Page text ->
On Thursday May 25th, Poland’s Law and Justice party (PiS) pushed a bill forward that includes provisions to limit access to emergency contraception (the “morning-after pill”) only to those with a prescription.
This controversial bill has successfully moved past the lower house of Parliament in Poland and could move through the Senate and be signed by Polish President Andrzej Duda by as early as this August.
Many have viewed this bill as a threat to women’s autonomy. In 2014, the European Medicines Agency (EMA) recommended that the emergency contraception EllaOne be sold without need for a prescription, on the basis that the drug is safe and effective for women’s use. The European Commission adopted the decision of the EMA in 2015, amending the pills’ market authorization and causing the vast majority of EU countries to allow its sale without a prescription. Currently, Poland is one of the only EU countries to consider prescription-only limitations on emergency contraceptives.
Debates surrounding this bill have centered on women’s rights and health concerns. In terms of health, the Polish government has argued that the provisions will make the consumption of emergency contraception safer, as they will have to consult a doctor about their health before receiving the pills. However, many argue that the provisions will block women from accessing emergency contraceptives in due time for them to be effective, or perhaps even at all. Consequently, many believe that health is not the principle concern in this debate. As Natalia Broniarczyk, spokeswoman for the Federation for Women and Family Planning, stated to Reuters UK, “this is a politically and ideologically motivated decision not based on the concern for women’ heath and safety.”
This is not the first time in recent past that Polish women have stood up against a decision made by the Polish government. In October, a mass protest arose, effectively halting the PiS’s proposal of a law prohibiting abortion. The hashtag #czarnyprotest (black protest) created during this protest is now being revived in opposition to the provisions on emergency contraceptives.

Saved entries:
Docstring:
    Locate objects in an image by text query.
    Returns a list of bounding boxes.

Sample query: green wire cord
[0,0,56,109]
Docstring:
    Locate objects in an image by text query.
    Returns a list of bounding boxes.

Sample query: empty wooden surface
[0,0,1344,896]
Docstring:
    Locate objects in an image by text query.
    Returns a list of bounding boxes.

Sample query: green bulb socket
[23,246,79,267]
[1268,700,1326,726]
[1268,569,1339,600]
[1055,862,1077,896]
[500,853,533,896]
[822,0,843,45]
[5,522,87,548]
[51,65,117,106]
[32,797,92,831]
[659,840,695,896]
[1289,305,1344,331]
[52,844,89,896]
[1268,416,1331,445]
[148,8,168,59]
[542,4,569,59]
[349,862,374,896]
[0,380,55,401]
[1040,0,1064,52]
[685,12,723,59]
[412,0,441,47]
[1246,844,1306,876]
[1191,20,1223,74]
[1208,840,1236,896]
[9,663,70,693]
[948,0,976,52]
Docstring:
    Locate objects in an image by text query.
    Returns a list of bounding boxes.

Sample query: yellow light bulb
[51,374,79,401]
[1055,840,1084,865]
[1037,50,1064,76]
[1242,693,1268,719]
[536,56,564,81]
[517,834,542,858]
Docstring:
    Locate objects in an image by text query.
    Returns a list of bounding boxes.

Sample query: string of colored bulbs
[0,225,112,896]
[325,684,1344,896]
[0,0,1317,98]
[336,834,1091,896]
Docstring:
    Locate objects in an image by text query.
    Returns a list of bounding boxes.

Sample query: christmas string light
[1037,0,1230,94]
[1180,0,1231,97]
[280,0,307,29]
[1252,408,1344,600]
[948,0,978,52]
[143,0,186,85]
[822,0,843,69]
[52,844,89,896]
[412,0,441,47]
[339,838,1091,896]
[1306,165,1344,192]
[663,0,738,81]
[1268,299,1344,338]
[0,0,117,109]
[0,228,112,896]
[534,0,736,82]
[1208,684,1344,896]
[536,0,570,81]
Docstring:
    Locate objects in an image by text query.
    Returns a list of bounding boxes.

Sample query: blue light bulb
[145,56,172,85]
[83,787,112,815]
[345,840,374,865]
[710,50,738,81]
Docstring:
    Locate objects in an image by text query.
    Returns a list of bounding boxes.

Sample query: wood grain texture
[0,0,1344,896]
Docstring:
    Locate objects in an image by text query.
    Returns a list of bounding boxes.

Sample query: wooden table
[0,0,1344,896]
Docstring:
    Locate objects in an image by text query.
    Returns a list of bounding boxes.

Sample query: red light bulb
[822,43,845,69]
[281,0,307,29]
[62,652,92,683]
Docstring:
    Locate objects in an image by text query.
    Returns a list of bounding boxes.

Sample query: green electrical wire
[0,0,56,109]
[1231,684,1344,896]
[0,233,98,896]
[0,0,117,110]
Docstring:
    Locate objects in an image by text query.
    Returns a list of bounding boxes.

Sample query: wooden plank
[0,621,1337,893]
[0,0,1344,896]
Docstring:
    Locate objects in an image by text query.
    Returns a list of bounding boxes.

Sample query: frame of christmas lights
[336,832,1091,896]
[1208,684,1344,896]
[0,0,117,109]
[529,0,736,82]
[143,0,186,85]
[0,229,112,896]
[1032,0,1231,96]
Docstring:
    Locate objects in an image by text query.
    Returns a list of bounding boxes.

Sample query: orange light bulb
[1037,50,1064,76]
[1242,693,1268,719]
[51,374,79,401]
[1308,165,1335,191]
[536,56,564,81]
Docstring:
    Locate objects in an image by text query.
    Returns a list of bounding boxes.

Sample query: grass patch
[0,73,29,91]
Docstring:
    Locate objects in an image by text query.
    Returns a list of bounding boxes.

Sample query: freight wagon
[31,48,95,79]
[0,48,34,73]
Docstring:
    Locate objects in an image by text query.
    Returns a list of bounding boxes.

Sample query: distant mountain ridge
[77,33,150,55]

Set of tasks ->
- a) Repeat the stretch of the emergency contraception article from "On Thursday May" through "with a prescription." word for word.
- b) In the emergency contraception article, what year did the European Commission adopt the EMA's decision on EllaOne?
Draw only on the emergency contraception article.

Activity answers ->
- a)
On Thursday May 25th, Poland’s Law and Justice party (PiS) pushed a bill forward that includes provisions to limit access to emergency contraception (the “morning-after pill”) only to those with a prescription.

- b) 2015